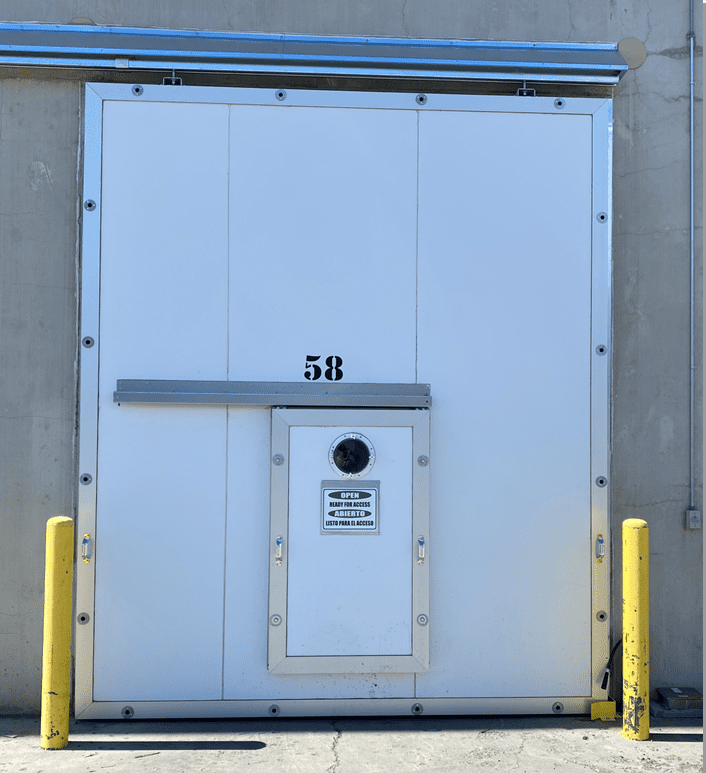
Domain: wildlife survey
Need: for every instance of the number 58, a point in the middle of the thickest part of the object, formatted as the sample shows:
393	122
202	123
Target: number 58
312	372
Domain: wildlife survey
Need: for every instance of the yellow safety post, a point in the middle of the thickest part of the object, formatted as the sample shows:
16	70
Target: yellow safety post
636	630
56	662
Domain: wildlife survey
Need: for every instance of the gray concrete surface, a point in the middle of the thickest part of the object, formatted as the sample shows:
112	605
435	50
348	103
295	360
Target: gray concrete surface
40	131
433	745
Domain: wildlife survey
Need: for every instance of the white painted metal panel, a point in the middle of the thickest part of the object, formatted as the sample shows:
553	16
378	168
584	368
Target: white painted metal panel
350	594
316	199
161	472
504	339
323	242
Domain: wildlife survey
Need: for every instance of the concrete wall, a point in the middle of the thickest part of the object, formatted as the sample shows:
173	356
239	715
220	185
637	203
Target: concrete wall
40	131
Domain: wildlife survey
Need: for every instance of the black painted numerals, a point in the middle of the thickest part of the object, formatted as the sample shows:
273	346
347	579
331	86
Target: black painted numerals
333	372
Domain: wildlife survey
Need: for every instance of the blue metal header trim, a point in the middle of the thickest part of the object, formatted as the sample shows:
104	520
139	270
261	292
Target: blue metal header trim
46	45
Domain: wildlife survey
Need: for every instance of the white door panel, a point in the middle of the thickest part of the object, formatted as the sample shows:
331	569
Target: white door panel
504	338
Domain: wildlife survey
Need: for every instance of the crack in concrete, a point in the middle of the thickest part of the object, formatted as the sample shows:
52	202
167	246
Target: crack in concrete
679	53
225	8
334	748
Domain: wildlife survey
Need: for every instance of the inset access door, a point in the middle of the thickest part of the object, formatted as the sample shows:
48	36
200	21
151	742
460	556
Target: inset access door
349	542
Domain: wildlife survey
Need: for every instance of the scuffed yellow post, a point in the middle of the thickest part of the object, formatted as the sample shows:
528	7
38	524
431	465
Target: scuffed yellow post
56	662
636	630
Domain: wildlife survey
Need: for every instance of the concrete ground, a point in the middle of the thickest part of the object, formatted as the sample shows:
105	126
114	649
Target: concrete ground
430	744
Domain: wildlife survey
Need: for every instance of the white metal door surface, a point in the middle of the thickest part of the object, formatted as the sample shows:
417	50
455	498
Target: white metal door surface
333	239
505	310
349	595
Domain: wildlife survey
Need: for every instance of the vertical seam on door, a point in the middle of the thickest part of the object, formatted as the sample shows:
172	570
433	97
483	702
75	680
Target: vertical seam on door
225	502
416	271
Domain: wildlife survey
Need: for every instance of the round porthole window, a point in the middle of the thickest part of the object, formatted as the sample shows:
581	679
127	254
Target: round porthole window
351	455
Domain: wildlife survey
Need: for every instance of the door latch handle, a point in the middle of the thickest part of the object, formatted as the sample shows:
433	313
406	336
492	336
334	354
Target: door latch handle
600	549
421	549
86	548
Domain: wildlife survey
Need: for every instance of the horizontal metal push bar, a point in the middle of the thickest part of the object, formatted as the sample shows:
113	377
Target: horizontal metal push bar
76	46
273	393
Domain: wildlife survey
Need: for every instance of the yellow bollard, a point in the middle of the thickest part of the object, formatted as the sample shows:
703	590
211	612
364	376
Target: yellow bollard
636	630
56	662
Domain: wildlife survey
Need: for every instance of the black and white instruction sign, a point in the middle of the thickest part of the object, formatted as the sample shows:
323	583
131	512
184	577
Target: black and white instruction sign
349	508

*Directions*: Apart from the pictures, the entries above are to be repeated in full and exactly.

*Response*:
Domain: wildlife survey
Need: for every instance of the number 58, a point in the middle of the thickest part of the object, formatted as the sample shows:
393	122
202	123
Target: number 58
312	372
Domain: wildlife survey
Need: for every instance of the yellow safety post, a point in the middle of the thickest part of the object, formatted as the sample shows:
16	70
Target: yellow safety post
636	630
56	662
Domain: wildlife survey
Need: for every instance of the gray concrete surface, a point in the middle of the thickest part of the object, formatted as the sample shows:
112	605
435	50
348	103
295	360
Target: gray concrete surface
40	131
433	745
Domain: wildlife survey
Need: for every instance of the white painted metal panel, a point in the middle of the thickest part of the object, formatted as the sample shows:
553	16
378	168
584	368
Target: white painted metal panel
350	594
316	199
161	472
504	339
323	242
Domain: wildlife survey
Need: for every instance of the concrete wall, a point in the middle of the thickest part of the object, formatted as the sample shows:
173	356
239	715
220	185
637	203
Target: concrete wall
40	131
Domain: wildlife survey
Need: for every instance of the black painted numerals, a point in the middle of the thickest part of the object, formatted as the sample shows:
273	346
347	579
331	86
Target: black painted numerals
333	372
Domain: wildlife survey
Need: for every instance of the blue metal header trim, a point in the middle of the thickest part of the object, formatted as the sample shows:
104	520
139	270
261	292
Target: blue metal header trim
46	45
Domain: wildlife survey
Need: for every instance of the white door panel, a point in the middle of the thickest part of the object, formatted as the sample shows:
331	569
Target: white door panel
504	338
Domain: wildlife survey
Need: for every instance of the crack in concrete, a point in the middle of the thickest part of the object, formatted as the sample shows:
52	202
167	246
Target: crack in concrete
679	53
225	8
334	748
Domain: wildlife survey
Need: for every instance of the inset access door, a point in the middle of the thickest part of the object, formatted as the sample shows:
48	36
200	21
151	742
460	556
Target: inset access door
349	542
Domain: wildlife survey
Need: for every instance of the scuffed yellow post, a point in the middle of the thickest part of the object, formatted as the sample shows:
528	7
38	524
431	465
Target: scuffed yellow post
56	662
636	630
Domain: wildlife survey
Need: for every instance of the concrete ground, a point in the middle of the thickest part of the object, formatted as the sample shows:
105	126
114	649
Target: concrete ground
430	744
Domain: wildlife survey
Need: for every instance of the white metal door surface, a point in the middle of the thickest part of the object, formatted as the sample shows:
417	50
455	498
Target: white metal door surface
333	239
505	310
349	595
Domain: wildlife survey
Need: for every instance of the vertical seam on door, a point in the middle of the thickest part of the object, formatted as the sample shows:
172	570
433	97
483	702
75	680
Target: vertical seam on door
225	502
416	271
Domain: wildlife survey
Need: for every instance of the round porthole window, a point in the middle of the thickest part of the object, formatted as the sample shows:
581	679
127	254
Target: round porthole window
351	455
Domain: wildlife survey
Need: for every instance of the door latch handle, a point in the middle of the thickest part of the object, formatted as the sample shows:
433	313
406	336
492	336
334	354
Target: door latch handle
600	549
421	549
86	548
Domain: wildlife survey
Need: for every instance of the horizontal metal push bar, a point in the middle of the thickest part of the object, formatted as the sample shows:
113	377
Target: horizontal metal push bar
76	46
273	393
Domain: wildlife survey
Need: for every instance of the yellow bollard, a point in the middle of the thickest part of the object, formatted as the sample shows:
703	590
211	612
364	376
Target: yellow bollard
636	630
56	662
Domain: wildlife survey
Need: for every instance of the black and white instruction sign, a point in the middle of the thickest part of the object, formatted as the sample shows:
323	583
131	512
184	577
Target: black and white instruction sign
349	508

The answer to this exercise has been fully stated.